## [PROBLEM TO SOLVE]
State how many lines in the entries below contain "green". Write nothing but the number.

## [DATA SUPPLIED]
== Segment start ==

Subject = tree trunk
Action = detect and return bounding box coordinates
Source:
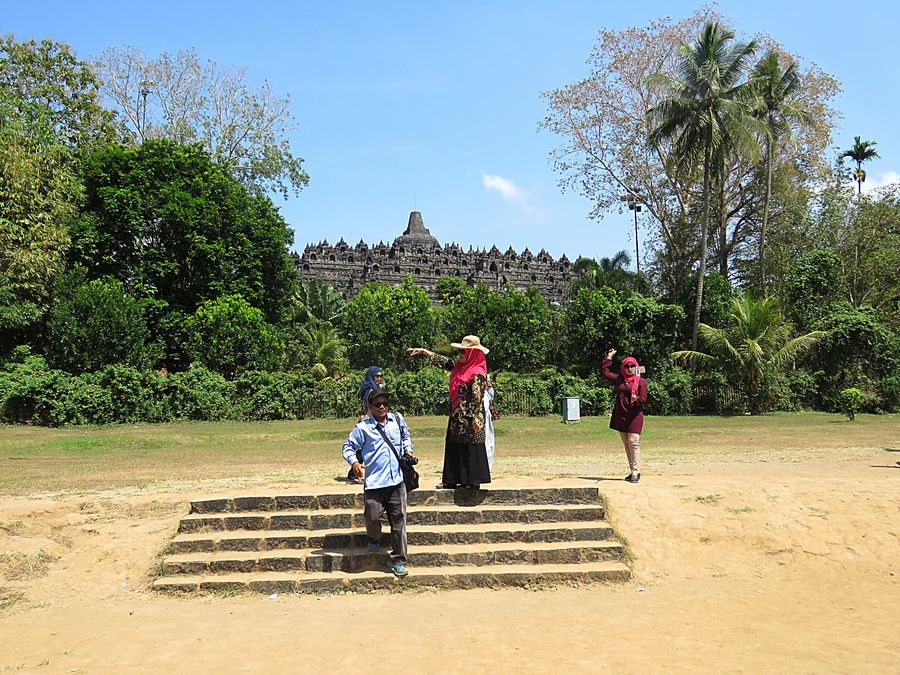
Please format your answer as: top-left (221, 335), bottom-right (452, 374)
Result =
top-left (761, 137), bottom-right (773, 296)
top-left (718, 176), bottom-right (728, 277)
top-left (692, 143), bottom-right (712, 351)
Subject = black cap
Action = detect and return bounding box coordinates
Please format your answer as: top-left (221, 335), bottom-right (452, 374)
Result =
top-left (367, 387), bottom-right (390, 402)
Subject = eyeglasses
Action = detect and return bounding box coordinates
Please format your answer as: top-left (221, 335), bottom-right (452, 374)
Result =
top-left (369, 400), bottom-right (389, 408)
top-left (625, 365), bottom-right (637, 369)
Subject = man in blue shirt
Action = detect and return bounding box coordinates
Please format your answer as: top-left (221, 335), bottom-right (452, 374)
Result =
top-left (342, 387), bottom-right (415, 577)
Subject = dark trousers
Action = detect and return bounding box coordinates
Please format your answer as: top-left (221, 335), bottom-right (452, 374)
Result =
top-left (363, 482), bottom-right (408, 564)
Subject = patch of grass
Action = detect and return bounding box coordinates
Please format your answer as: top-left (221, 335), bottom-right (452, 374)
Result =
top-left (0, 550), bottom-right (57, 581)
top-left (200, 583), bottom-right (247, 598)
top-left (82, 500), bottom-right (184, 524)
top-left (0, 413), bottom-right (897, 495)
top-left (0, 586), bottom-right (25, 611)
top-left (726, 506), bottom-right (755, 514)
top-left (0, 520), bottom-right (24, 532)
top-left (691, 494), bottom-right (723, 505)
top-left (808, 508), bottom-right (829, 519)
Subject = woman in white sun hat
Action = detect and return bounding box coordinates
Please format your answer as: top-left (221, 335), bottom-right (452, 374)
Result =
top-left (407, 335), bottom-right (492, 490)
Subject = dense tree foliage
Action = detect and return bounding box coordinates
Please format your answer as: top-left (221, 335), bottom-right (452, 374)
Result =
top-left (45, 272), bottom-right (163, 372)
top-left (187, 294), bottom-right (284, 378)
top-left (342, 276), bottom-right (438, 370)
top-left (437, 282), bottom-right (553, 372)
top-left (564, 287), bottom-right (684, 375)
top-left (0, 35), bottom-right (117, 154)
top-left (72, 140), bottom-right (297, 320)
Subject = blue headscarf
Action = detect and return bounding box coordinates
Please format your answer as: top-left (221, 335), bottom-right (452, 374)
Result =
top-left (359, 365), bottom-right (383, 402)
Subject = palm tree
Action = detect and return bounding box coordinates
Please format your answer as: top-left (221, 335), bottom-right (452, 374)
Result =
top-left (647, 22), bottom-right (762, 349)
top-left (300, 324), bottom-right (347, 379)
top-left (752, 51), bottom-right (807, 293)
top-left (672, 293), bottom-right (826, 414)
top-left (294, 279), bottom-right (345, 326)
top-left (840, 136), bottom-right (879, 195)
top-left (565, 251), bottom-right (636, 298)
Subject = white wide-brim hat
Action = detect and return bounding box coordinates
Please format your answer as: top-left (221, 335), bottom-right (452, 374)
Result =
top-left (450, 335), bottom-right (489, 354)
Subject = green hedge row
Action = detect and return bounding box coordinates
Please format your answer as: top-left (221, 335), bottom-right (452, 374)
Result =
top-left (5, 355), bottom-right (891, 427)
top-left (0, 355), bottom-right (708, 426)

== Segment end ==
== Segment start ==

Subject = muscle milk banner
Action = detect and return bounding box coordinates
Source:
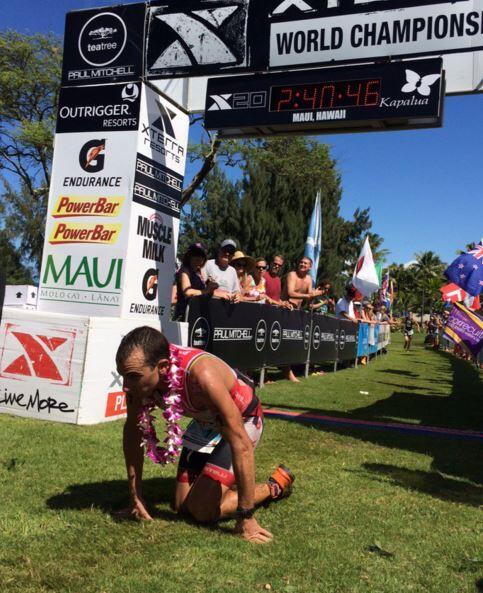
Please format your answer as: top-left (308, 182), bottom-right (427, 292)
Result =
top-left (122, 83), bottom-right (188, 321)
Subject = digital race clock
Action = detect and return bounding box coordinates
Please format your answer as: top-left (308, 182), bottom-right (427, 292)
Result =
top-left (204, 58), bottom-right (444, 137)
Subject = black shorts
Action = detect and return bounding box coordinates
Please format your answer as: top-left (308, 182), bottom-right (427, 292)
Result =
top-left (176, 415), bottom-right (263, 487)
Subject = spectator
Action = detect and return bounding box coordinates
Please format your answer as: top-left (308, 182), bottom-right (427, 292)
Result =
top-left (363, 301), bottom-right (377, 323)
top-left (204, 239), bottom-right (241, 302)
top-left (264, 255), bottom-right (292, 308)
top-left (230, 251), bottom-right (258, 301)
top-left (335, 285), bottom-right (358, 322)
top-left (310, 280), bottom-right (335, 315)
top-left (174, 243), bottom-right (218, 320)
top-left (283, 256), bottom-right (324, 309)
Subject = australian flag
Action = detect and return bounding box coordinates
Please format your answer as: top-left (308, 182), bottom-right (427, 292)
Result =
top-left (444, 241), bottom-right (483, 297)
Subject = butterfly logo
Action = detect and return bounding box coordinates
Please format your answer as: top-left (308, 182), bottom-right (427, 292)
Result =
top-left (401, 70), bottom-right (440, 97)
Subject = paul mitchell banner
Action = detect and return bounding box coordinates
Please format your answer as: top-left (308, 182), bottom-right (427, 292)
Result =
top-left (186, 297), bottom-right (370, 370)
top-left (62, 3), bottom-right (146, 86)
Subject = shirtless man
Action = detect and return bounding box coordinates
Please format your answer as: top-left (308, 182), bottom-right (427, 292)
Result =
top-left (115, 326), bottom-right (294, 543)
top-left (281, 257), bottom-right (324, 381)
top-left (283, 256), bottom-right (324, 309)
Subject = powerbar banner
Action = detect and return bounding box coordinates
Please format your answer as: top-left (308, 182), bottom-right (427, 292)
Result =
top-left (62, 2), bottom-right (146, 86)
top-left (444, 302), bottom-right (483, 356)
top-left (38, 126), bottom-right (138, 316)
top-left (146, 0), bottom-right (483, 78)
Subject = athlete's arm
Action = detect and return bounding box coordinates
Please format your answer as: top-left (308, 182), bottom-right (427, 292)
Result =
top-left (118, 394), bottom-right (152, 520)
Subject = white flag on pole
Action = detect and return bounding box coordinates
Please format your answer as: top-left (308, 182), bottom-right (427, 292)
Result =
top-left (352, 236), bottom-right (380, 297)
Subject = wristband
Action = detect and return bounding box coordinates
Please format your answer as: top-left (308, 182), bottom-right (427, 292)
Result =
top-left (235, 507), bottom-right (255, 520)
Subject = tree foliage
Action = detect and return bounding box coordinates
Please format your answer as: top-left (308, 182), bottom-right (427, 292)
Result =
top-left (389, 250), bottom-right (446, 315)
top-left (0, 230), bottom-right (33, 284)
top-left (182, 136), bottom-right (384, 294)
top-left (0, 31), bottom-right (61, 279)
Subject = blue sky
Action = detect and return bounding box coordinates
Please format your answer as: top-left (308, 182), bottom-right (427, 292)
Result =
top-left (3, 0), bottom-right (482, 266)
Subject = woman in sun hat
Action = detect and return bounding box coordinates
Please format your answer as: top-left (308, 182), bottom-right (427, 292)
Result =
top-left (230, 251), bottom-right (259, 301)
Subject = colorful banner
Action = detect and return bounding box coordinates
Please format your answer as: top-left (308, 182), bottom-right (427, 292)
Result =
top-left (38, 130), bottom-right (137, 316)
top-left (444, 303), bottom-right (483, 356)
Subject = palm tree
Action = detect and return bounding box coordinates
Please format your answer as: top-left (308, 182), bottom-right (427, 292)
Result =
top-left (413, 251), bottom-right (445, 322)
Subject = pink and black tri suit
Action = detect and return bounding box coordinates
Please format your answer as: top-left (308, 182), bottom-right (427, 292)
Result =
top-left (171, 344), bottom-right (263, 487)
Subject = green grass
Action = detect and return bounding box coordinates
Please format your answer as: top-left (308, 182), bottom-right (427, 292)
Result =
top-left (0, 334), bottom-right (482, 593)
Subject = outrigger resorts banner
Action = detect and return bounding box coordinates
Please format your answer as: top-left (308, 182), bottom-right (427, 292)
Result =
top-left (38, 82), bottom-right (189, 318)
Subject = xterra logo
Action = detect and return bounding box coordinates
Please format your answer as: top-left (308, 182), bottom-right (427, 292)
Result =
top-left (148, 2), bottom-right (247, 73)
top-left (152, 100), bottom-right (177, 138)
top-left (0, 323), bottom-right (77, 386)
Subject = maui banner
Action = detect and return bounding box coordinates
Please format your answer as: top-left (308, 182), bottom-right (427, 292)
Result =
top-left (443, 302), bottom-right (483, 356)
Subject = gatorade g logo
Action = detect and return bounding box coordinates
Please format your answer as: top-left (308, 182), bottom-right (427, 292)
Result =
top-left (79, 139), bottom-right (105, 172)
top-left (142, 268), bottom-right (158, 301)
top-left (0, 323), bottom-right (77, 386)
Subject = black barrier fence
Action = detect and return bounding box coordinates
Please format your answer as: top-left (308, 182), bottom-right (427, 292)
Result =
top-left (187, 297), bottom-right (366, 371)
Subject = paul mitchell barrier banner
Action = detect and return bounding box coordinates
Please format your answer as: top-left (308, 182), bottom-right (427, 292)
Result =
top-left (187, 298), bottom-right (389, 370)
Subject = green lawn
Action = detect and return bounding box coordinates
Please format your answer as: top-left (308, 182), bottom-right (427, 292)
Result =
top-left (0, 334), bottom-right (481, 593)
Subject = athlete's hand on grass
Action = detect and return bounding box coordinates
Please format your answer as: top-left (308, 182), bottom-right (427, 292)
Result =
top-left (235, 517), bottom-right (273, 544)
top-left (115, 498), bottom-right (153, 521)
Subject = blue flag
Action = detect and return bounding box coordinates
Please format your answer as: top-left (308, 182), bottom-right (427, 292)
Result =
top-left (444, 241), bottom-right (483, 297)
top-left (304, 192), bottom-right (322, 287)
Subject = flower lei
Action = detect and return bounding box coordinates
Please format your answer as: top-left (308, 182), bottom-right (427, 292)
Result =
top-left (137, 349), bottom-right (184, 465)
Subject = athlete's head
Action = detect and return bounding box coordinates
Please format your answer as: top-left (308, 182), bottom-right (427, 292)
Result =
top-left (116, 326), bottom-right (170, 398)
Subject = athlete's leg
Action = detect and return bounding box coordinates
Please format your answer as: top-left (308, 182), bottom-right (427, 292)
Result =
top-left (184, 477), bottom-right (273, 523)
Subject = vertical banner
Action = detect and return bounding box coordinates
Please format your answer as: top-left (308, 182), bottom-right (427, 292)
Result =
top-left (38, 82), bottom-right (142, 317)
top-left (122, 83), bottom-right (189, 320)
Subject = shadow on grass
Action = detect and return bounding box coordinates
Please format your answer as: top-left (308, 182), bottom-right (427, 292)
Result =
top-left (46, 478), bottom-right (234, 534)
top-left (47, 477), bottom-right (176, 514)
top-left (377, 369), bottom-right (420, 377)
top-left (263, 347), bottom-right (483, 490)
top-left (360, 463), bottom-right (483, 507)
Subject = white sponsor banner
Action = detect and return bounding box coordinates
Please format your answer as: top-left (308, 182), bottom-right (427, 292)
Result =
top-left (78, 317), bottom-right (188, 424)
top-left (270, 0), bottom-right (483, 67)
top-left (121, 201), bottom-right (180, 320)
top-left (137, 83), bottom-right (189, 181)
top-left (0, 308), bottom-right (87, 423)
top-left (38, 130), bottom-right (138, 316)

== Segment end ==

## [ANSWER AREA]
3